• LISTED ENTRIES
● ● ● ● ● ● ●

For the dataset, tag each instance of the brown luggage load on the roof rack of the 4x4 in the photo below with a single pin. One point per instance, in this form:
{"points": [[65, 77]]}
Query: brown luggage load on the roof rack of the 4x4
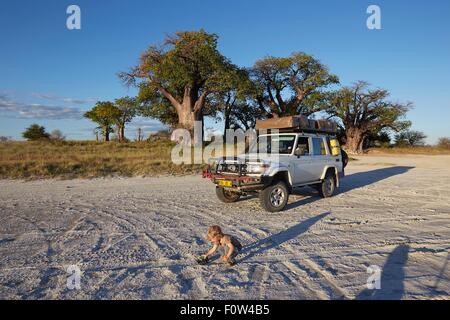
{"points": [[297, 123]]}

● ● ● ● ● ● ●

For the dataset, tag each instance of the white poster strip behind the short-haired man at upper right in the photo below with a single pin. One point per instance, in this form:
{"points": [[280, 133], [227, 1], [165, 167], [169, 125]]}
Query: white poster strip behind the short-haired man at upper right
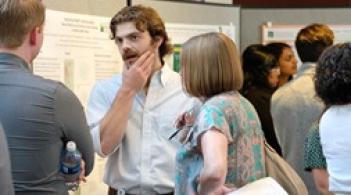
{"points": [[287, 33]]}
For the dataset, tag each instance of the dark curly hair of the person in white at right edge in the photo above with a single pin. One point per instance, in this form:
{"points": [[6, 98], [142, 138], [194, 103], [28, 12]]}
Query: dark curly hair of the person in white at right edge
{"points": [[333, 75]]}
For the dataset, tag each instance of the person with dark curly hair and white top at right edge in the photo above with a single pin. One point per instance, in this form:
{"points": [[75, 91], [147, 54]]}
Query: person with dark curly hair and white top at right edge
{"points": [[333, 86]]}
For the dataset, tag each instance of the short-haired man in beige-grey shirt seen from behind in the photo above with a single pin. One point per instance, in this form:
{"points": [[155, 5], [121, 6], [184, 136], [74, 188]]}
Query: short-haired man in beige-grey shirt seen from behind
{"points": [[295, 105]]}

● ● ● ● ● ● ●

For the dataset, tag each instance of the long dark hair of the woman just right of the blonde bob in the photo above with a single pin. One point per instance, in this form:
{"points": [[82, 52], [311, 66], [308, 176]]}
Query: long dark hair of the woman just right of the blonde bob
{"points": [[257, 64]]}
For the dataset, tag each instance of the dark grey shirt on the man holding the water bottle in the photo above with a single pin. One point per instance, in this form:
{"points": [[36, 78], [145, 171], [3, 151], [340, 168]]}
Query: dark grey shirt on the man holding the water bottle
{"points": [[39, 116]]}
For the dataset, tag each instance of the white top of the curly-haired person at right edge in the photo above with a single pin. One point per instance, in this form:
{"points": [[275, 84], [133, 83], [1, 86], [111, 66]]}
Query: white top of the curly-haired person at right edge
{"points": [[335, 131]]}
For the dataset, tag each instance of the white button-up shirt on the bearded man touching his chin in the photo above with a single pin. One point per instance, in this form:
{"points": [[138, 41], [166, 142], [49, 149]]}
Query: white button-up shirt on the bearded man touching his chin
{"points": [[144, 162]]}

● ● ● ● ● ● ●

• ACTIVITY
Within the material above, find every line containing the word "below" and copy it.

• WRITTEN RESPONSE
For the dataset, tag each instance of the brown luggage load on the roof rack of the 4x4 in the photo below with a single pin. One point per instance, in this form:
For the dataset, tag each instance of the white poster strip behind the short-haired man at upper right in the photo below with a single pin. One point per instance, in this form:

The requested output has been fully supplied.